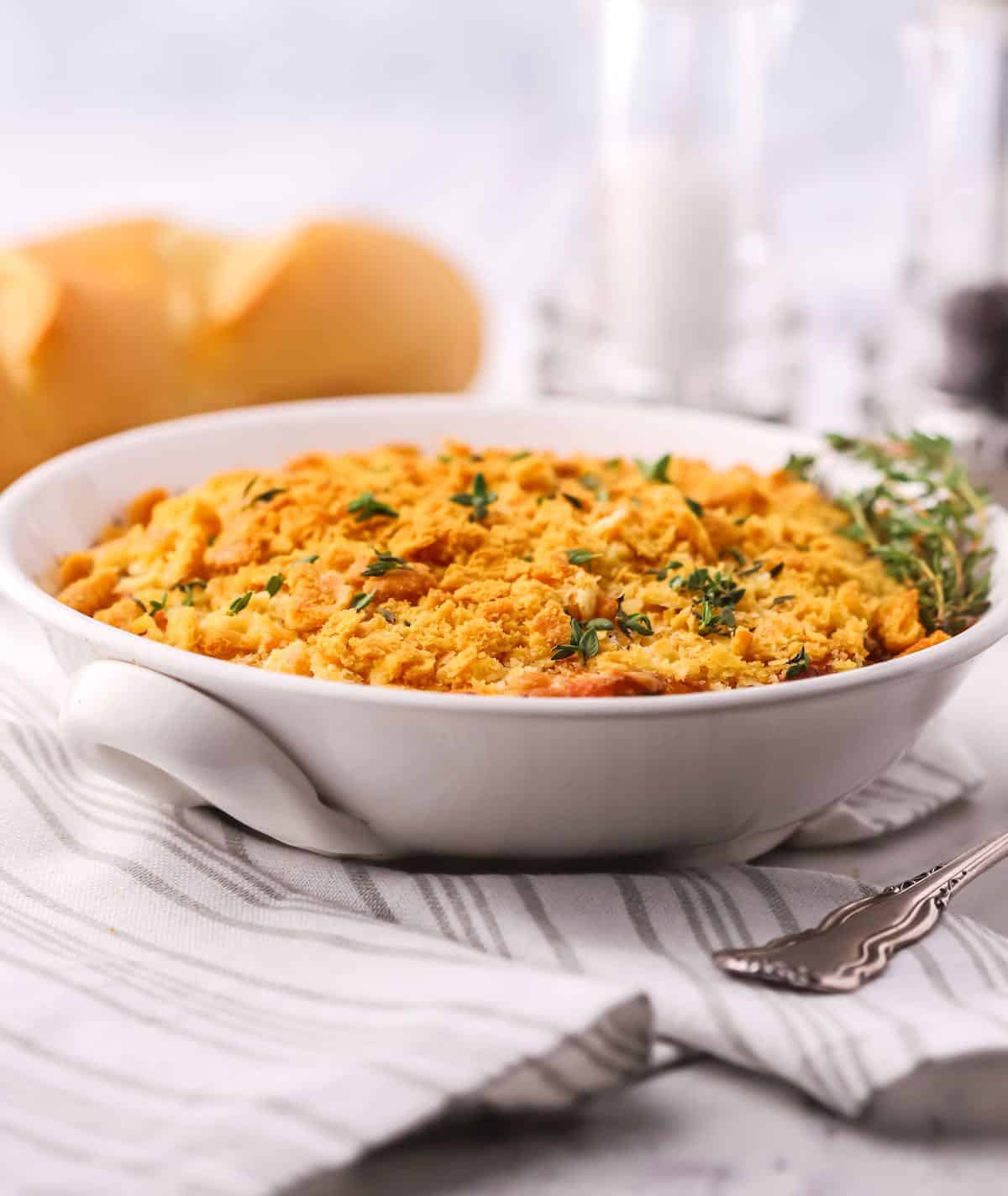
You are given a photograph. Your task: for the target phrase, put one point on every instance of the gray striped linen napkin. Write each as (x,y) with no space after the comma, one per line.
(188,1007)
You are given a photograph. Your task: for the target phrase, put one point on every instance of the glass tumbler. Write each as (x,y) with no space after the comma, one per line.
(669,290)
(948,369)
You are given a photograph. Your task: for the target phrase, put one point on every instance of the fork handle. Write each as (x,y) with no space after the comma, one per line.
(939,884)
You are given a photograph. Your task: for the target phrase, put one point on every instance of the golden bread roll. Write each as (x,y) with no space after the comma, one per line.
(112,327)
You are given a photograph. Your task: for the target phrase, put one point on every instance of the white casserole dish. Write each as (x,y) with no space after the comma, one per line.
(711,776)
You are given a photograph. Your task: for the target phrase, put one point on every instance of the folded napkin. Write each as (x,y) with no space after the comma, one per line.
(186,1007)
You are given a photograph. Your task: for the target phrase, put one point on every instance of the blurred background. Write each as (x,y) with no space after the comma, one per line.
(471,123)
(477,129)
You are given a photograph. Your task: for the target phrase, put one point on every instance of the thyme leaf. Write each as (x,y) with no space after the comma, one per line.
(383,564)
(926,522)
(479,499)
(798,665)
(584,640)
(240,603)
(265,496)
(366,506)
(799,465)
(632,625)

Task requirements: All the lines above are to be given again exactly as they read, with the pictures removed.

Output below:
You are given a photograph. Your task: for the target phrase, put one point on every instance of the gray striped linen napkin. Write each as (x,y) with no space after the comma, one per line.
(188,1007)
You are given a photograph. Your task: for the target phrase, put one point on every instance of the glass tumbler. Write each as (x,y) with no space after the comma, one per line.
(669,290)
(948,369)
You are given a photograph. Your task: for the target phrase, put one point on every instance of the fork handle. Write each as (x,y) with no space after the comma, one per line.
(939,884)
You are given a photograph. Your task: for the target phrase, put one point on every instance of the golden bread roll. Write each as (x,y) with no space after the comma, one per line.
(112,327)
You are given a photograph. Your task: for the target phrase, put one point on every instance of the white casserole dish. Write each as (x,y) with no space after the comma, one per line.
(711,776)
You are given a photograph. Your task: for the target phrase, put one point on every instance of the folded napkin. Write each as (x,y) with no space after the comma, one per line.
(186,1007)
You are given a photograph. Your task: for the target phrase, put one point on every instance of the blurred background. Write each as (x,y) with no space after the comma, one per line.
(471,123)
(477,129)
You are given a photograph. Your task: for the target phrase, put one point on every instance of the thyme leaf. Write each as (x,y) with no space after the comma, one per line.
(383,564)
(926,522)
(479,499)
(798,665)
(584,640)
(240,603)
(265,496)
(366,506)
(799,465)
(632,625)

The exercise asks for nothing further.